-- Start SELECTED EXTRACT --

For a Christmas present a good book is hard to beat. This year we are again spoilt for choice with many new non-fiction books by New Zealand authors arriving on the market.
My pick is Susan Holmes: Fashion Artist. My partner John, who is a wine buff, has chosen New Zealand Wine: The Land, The Vines, The People to review.
Susan Holmes: Fabric Artist
Susan Holmes is the highly talented designer who currently holds the record for winning the most WOW (World of Wearable Art) awards. Her amazing “Dragon Fish” costume won the Supreme Award. This remarkable woman is75 years old and is still going strong.
In Susan Holmes: Fabric Artist Cerys Dallaway-Davidson has written the story of her life and achievements in a very engaging way .The book also contains many stunning photographs of Susan’s work taken by her ex-husband Phil Fogle with whom she still shares a professional relationship.
It was produced to accompany an exhibition at Objectspace in Ponsonby Rd which features Susan’s WOW creations but also some of the garments she produced in earlier decades. This is a wonderful exhibition (on from 19th November 2016-4th February 2017.) I have already made a date with my granddaughters to view it again.
At her artist talk there on a Saturday afternoon, in her inimitable self-deprecating and witty way, Susan talked us through when and why she had made each one.
She always started with the fabric, felt it, looked at it and draped it to see how it behaved.
She then explained the astounding variety of techniques she had applied: block printing, stencilling, spraying, dyeing and fabric manipulation.
The world was a different place when she started her journey. There was no Internet so you couldn’t Google to instantly learn a new technique. Susan had to teach herself and achieved the desired result by experimenting.
She also loved to look at magazines like Vogue to check out the latest fashions.
“I aimed to copy them,” she said. “But as I am the world’s worst copier, they turned into Susan Holmes originals.”
Although her WOW creations look like a million dollars she is a frugal person who often uses found, recycled, and gifted materials and hunts out bargains.
If you were around in the seventies you may have been among the large crowds which gathered at Brown’s Mill (a craft co-operative in Auckland’s Durham Lane) each weekend. This is where I first saw her dresses which at that time had a hippie aesthetic. I fell in love with them but couldn’t afford to buy. Susan did not keep any for herself either as she needed the money. In the exhibition at Objectspace are several garments from this era which have been lovingly cared for and are still in pristine condition
Her clothes were wildly popular. But eventually there was a downturn in the economy, fashions changed and she needed a new direction. She found it through entering and gaining success in competitions like the Benson and Hedges Fashion Design Awards and WOW. These have provided her with the opportunity to fully develop her creative talent and taken her to new heights.
Susan Holmes: Fashion Artist is a special book to give to anyone who is interested in fabric, fashion and art. And it will appeal especially to those who have seen some of her amazing creations on the WOW stage.

-- End SELECTED EXTRACT --
-- Start DATA PROVIDED --

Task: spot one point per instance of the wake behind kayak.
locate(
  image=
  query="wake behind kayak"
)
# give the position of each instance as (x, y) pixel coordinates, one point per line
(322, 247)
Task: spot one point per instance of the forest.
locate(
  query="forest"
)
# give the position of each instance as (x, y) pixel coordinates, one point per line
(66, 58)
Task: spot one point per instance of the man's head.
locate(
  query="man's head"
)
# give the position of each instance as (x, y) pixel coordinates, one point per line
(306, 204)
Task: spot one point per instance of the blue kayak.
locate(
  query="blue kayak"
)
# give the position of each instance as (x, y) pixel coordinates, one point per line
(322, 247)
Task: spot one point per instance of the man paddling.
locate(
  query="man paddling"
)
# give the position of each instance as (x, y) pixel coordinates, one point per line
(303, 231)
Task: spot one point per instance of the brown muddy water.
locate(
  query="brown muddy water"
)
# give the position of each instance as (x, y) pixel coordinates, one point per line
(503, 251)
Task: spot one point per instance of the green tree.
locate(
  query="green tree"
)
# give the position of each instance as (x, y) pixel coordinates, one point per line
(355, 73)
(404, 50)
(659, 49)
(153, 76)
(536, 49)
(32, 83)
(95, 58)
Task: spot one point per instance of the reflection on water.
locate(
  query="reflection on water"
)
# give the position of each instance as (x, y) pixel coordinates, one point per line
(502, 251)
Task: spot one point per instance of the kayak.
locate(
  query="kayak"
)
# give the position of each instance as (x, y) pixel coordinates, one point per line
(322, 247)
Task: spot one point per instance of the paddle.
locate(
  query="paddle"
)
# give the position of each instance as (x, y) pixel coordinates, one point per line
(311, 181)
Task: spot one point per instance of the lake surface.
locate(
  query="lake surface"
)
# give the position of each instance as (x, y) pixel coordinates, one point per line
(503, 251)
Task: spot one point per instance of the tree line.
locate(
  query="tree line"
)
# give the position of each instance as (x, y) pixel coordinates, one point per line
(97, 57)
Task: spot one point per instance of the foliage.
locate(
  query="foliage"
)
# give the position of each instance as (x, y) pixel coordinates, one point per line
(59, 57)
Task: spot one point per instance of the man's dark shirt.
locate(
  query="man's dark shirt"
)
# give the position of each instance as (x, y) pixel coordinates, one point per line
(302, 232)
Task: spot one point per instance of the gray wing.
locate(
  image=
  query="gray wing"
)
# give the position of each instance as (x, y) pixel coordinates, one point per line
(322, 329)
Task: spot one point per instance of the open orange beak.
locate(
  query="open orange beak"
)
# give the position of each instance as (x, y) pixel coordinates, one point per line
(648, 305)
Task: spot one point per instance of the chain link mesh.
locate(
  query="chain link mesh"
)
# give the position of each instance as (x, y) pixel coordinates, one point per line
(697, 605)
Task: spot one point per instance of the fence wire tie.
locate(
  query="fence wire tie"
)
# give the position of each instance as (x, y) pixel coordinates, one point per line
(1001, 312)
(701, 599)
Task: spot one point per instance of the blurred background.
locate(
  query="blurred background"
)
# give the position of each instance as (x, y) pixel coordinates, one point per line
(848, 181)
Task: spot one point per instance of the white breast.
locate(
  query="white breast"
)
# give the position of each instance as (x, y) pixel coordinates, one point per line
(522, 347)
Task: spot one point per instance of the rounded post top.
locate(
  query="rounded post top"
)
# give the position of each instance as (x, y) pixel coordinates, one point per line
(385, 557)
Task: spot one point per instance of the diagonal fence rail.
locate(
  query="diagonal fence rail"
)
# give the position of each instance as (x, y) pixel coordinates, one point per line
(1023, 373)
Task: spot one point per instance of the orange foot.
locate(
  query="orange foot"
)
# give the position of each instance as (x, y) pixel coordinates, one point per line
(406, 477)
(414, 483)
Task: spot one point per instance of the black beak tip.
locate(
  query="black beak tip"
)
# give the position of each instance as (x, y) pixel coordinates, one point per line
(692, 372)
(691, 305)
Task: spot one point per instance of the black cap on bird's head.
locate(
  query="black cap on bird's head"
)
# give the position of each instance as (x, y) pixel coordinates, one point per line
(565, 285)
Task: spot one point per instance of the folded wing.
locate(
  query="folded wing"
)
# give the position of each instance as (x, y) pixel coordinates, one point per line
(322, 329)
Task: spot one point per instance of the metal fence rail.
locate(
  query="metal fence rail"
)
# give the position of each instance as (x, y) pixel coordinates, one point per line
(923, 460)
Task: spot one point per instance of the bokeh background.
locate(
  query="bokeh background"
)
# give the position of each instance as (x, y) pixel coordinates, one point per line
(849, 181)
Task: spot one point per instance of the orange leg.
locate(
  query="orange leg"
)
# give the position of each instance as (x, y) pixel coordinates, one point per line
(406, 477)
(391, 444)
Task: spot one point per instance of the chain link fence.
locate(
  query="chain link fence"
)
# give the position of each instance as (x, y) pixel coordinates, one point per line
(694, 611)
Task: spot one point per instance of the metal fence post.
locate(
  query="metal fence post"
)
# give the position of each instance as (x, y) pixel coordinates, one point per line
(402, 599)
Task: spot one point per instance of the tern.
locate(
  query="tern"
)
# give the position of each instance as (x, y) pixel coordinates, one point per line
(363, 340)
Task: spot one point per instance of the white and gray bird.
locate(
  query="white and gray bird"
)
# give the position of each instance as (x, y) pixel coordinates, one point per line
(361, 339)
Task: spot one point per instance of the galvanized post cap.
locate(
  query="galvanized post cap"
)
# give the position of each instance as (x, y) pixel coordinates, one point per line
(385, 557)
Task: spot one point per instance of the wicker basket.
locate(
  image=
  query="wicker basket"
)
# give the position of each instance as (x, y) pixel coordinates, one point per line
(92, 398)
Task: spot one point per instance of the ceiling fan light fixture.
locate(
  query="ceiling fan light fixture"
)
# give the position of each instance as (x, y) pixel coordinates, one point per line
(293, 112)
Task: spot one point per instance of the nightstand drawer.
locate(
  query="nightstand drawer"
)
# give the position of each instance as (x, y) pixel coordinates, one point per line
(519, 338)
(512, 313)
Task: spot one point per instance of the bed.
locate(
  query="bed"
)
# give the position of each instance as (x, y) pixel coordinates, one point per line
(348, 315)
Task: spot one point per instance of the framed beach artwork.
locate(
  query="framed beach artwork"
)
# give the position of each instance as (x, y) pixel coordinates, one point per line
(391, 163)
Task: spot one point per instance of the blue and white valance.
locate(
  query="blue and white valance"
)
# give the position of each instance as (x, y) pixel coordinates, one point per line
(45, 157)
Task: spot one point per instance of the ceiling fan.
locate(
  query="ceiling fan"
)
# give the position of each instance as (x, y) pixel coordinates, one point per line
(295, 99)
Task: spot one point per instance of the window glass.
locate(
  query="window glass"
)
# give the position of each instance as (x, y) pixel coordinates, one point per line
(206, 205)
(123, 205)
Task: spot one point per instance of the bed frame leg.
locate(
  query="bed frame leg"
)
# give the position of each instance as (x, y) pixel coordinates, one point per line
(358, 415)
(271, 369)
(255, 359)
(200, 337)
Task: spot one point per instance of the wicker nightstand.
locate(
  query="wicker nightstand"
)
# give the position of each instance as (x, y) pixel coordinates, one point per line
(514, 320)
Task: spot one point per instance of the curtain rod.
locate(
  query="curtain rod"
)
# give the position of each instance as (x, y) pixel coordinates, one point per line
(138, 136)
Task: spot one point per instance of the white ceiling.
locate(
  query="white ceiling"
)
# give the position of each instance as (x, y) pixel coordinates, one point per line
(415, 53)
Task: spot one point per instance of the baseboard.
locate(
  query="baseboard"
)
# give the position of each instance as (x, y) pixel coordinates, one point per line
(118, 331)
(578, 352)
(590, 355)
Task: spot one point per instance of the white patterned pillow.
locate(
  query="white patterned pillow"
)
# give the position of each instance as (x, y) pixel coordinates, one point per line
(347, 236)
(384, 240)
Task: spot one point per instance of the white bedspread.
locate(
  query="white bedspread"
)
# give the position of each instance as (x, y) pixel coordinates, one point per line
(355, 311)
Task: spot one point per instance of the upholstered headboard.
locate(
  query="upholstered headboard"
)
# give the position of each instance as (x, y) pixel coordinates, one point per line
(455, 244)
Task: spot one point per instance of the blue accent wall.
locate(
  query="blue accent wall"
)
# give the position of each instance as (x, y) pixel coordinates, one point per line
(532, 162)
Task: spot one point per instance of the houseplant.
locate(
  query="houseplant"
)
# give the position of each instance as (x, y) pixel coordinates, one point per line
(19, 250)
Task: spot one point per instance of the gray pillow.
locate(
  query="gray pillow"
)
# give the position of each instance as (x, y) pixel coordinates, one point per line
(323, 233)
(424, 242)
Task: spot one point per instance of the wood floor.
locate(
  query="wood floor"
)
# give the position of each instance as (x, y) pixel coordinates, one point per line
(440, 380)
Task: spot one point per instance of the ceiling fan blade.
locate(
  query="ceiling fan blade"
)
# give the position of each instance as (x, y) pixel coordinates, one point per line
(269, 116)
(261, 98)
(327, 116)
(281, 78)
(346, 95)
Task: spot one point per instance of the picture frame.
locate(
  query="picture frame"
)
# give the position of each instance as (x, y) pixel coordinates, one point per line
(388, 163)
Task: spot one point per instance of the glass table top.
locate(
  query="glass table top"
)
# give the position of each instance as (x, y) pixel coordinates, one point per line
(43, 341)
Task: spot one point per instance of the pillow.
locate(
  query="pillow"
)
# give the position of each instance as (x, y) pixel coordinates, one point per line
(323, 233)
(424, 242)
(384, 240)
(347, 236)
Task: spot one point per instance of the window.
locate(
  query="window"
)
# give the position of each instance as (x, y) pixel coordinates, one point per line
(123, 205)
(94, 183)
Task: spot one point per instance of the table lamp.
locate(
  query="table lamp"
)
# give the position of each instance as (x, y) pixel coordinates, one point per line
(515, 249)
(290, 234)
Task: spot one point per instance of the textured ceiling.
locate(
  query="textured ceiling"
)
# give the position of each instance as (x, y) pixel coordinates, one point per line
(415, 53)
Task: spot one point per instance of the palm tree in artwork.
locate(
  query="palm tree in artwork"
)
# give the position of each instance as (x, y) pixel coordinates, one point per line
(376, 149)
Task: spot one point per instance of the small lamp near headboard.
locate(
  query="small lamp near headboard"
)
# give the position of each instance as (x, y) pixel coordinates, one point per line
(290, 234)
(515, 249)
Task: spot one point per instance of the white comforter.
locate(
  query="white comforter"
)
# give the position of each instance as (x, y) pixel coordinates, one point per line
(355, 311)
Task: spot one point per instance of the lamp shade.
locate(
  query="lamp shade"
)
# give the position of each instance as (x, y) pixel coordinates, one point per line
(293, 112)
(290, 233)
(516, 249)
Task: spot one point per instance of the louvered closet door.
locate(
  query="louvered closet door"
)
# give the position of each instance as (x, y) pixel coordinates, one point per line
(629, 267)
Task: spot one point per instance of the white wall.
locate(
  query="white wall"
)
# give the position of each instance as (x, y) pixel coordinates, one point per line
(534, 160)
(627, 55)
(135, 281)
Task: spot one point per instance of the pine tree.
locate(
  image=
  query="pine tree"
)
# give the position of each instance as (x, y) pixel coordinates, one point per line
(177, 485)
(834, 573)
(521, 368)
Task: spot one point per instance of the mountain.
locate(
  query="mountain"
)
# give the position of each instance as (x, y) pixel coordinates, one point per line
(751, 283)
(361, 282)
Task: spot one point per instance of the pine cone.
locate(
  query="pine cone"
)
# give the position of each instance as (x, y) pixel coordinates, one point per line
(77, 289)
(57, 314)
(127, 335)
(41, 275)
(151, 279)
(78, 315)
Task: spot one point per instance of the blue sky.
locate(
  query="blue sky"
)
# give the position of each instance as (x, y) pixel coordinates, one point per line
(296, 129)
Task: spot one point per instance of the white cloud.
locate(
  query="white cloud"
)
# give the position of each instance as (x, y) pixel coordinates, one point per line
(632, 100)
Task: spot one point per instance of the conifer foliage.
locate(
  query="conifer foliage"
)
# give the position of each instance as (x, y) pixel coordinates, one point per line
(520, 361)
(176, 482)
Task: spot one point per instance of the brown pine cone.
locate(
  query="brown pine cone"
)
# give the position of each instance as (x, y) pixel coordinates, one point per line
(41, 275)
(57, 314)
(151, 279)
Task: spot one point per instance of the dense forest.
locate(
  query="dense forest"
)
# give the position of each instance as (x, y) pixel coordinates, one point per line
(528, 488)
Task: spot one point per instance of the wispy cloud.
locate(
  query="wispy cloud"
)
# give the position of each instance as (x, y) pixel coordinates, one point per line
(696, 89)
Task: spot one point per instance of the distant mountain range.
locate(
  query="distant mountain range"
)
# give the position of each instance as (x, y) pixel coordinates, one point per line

-- End DATA PROVIDED --

> **WORK TO COMPLETE**
[a] Can you write out the stretch of the book review from "In Susan Holmes: Fabric" through "a professional relationship.", word for word?
[b] Which lines in the listing contain the string "foot", with case counting? Locate each one and copy it in full.

> **FULL SOLUTIONS**
[a]
In Susan Holmes: Fabric Artist Cerys Dallaway-Davidson has written the story of her life and achievements in a very engaging way .The book also contains many stunning photographs of Susan’s work taken by her ex-husband Phil Fogle with whom she still shares a professional relationship.

[b]
Task: spot one point per instance of the orange foot.
  query="orange foot"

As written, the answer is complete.